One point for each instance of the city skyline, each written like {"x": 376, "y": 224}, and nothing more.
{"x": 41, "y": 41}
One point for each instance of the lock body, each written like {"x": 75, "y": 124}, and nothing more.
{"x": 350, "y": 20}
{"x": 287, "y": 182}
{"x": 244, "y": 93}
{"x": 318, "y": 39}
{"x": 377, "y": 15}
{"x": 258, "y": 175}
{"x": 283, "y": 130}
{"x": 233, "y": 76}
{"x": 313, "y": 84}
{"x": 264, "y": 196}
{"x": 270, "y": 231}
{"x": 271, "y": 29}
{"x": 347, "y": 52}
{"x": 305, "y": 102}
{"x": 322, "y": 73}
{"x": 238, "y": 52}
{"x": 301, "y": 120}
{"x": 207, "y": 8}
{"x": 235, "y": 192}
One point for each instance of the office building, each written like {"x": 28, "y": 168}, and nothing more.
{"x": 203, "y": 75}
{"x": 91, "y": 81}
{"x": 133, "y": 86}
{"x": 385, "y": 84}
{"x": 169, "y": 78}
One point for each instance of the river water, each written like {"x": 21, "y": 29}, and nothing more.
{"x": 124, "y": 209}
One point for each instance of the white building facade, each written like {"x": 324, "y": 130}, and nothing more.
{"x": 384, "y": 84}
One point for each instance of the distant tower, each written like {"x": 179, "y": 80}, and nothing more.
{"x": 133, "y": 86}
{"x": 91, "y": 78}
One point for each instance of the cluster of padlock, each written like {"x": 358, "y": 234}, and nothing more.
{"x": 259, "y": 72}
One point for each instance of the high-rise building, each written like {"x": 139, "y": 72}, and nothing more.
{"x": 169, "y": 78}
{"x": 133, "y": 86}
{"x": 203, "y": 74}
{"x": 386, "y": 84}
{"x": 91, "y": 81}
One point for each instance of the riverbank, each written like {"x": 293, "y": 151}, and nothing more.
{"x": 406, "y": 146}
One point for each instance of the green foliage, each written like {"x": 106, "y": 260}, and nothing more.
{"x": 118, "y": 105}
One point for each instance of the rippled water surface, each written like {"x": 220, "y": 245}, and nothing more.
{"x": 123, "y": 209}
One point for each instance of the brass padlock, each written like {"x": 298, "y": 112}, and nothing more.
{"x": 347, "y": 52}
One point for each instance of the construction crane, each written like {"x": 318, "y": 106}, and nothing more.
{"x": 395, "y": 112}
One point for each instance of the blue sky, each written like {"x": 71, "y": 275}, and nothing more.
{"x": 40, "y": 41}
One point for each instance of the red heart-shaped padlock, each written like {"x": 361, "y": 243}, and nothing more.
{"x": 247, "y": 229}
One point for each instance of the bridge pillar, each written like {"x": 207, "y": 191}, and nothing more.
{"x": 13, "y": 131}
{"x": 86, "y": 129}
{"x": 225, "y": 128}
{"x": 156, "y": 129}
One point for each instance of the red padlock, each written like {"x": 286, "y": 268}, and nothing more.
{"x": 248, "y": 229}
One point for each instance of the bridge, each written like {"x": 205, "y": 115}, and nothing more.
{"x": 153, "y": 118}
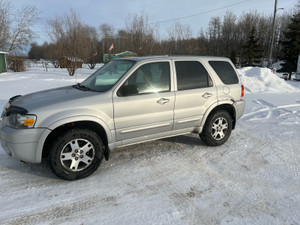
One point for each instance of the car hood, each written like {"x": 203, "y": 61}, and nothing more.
{"x": 49, "y": 98}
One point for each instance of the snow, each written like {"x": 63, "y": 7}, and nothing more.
{"x": 254, "y": 178}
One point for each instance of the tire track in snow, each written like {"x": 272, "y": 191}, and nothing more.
{"x": 60, "y": 211}
{"x": 268, "y": 107}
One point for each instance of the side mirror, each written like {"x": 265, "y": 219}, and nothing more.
{"x": 128, "y": 90}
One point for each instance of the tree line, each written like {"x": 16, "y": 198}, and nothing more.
{"x": 246, "y": 39}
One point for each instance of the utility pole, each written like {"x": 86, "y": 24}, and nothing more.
{"x": 273, "y": 34}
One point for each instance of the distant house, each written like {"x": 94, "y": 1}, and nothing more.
{"x": 66, "y": 62}
{"x": 3, "y": 66}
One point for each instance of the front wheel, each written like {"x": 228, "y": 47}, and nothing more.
{"x": 76, "y": 154}
{"x": 217, "y": 128}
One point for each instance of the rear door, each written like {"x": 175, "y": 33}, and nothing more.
{"x": 150, "y": 110}
{"x": 195, "y": 93}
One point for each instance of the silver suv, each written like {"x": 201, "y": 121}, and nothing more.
{"x": 128, "y": 101}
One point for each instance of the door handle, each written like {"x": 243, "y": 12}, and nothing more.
{"x": 207, "y": 95}
{"x": 163, "y": 101}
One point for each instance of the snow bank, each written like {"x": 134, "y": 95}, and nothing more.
{"x": 256, "y": 79}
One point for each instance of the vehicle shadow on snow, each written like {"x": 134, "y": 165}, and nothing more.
{"x": 149, "y": 149}
{"x": 12, "y": 165}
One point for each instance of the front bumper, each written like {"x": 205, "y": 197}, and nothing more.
{"x": 20, "y": 143}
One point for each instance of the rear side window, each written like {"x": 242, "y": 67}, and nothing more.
{"x": 225, "y": 72}
{"x": 191, "y": 75}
################
§ **The problem**:
Repeat each entry precisely as it appears. Leave the pictures out.

§ **Right answer**:
One point for each instance of the city skyline, each written like {"x": 376, "y": 224}, and nothing more.
{"x": 41, "y": 41}
One point for each instance of the lock body, each written like {"x": 75, "y": 124}, and nothing more.
{"x": 350, "y": 20}
{"x": 287, "y": 182}
{"x": 244, "y": 93}
{"x": 318, "y": 39}
{"x": 377, "y": 15}
{"x": 258, "y": 175}
{"x": 283, "y": 130}
{"x": 233, "y": 76}
{"x": 313, "y": 84}
{"x": 264, "y": 196}
{"x": 270, "y": 231}
{"x": 271, "y": 29}
{"x": 347, "y": 52}
{"x": 305, "y": 102}
{"x": 322, "y": 73}
{"x": 238, "y": 52}
{"x": 301, "y": 120}
{"x": 207, "y": 8}
{"x": 235, "y": 192}
One point for each instance of the office building, each written like {"x": 28, "y": 168}, and nothing more.
{"x": 203, "y": 75}
{"x": 91, "y": 81}
{"x": 133, "y": 86}
{"x": 385, "y": 84}
{"x": 169, "y": 78}
One point for each instance of the river water, each written like {"x": 21, "y": 29}, and nothing more.
{"x": 124, "y": 209}
One point for each instance of the white building facade, each written like {"x": 324, "y": 130}, and nothing more.
{"x": 384, "y": 84}
One point for each instance of the distant tower, each written like {"x": 179, "y": 80}, and nothing more.
{"x": 133, "y": 86}
{"x": 91, "y": 78}
One point for each instance of the cluster of padlock, each written like {"x": 358, "y": 234}, and nothing more.
{"x": 259, "y": 72}
One point for each instance of the high-rise building, each written like {"x": 139, "y": 72}, and nothing more.
{"x": 169, "y": 78}
{"x": 133, "y": 86}
{"x": 203, "y": 74}
{"x": 386, "y": 84}
{"x": 91, "y": 81}
One point for each instance of the riverbank, each written like {"x": 293, "y": 151}, and nothing more.
{"x": 406, "y": 146}
One point for each instance of the green foliage, each written like {"x": 106, "y": 260}, and nothing more.
{"x": 118, "y": 105}
One point for each instance of the rippled water surface, each written like {"x": 220, "y": 245}, and nothing more.
{"x": 123, "y": 209}
One point for each instance of the brass padlock, each written like {"x": 298, "y": 112}, and nothing more.
{"x": 347, "y": 52}
One point for each instance of the construction crane, each written like {"x": 318, "y": 106}, and nothing more.
{"x": 395, "y": 112}
One point for each instance of the blue sky, each written like {"x": 71, "y": 275}, and nothing more.
{"x": 40, "y": 41}
One point for each instance of the red heart-shaped padlock, each written like {"x": 361, "y": 243}, and nothing more.
{"x": 247, "y": 229}
One point for each instance of the bridge pillar, each written like {"x": 207, "y": 191}, and nothing more.
{"x": 13, "y": 131}
{"x": 86, "y": 129}
{"x": 225, "y": 128}
{"x": 156, "y": 129}
One point for each instance of the red padlock, each written like {"x": 286, "y": 268}, and nothing more.
{"x": 248, "y": 229}
One point for each instance of the bridge, each written like {"x": 205, "y": 115}, and nothing more.
{"x": 153, "y": 118}
One point for each instance of the car hood, each written like {"x": 203, "y": 61}, and nothing more.
{"x": 49, "y": 98}
One point for each instance of the snow, each written like {"x": 63, "y": 7}, and nothing more.
{"x": 254, "y": 178}
One point for each instance of the tire track in snow, each written like {"x": 272, "y": 191}, and nothing more.
{"x": 60, "y": 211}
{"x": 268, "y": 107}
One point for each instance of the side mirror, each written like {"x": 265, "y": 219}, and nothing more.
{"x": 128, "y": 90}
One point for each instance of the tree line, each written like {"x": 16, "y": 198}, and nothing more.
{"x": 246, "y": 39}
One point for each instance of the utility pole, each written like {"x": 86, "y": 24}, and nothing more.
{"x": 273, "y": 34}
One point for each instance of the distant house, each written like {"x": 94, "y": 1}, and nothing more.
{"x": 66, "y": 62}
{"x": 3, "y": 66}
One point for each instance of the front wheel, each written like {"x": 228, "y": 47}, and nothing more.
{"x": 76, "y": 154}
{"x": 217, "y": 128}
One point for each instance of the rear door, each written like {"x": 175, "y": 33}, and nothing more.
{"x": 150, "y": 110}
{"x": 195, "y": 93}
One point for each instance of the silver suv, each written like {"x": 201, "y": 121}, and nothing more.
{"x": 128, "y": 101}
One point for each instance of the door handle, each written like {"x": 243, "y": 12}, and nothing more.
{"x": 207, "y": 95}
{"x": 163, "y": 101}
One point for each instance of the snow bank, each written like {"x": 134, "y": 95}, and nothing more.
{"x": 256, "y": 79}
One point for each instance of the vehicle shadow on snow, each written like {"x": 134, "y": 165}, and nothing more.
{"x": 149, "y": 149}
{"x": 12, "y": 165}
One point for each instance of the front bumper, each written like {"x": 205, "y": 197}, and nothing more.
{"x": 20, "y": 143}
One point for each instance of the rear side window, each written like {"x": 242, "y": 67}, and nothing more.
{"x": 225, "y": 72}
{"x": 191, "y": 75}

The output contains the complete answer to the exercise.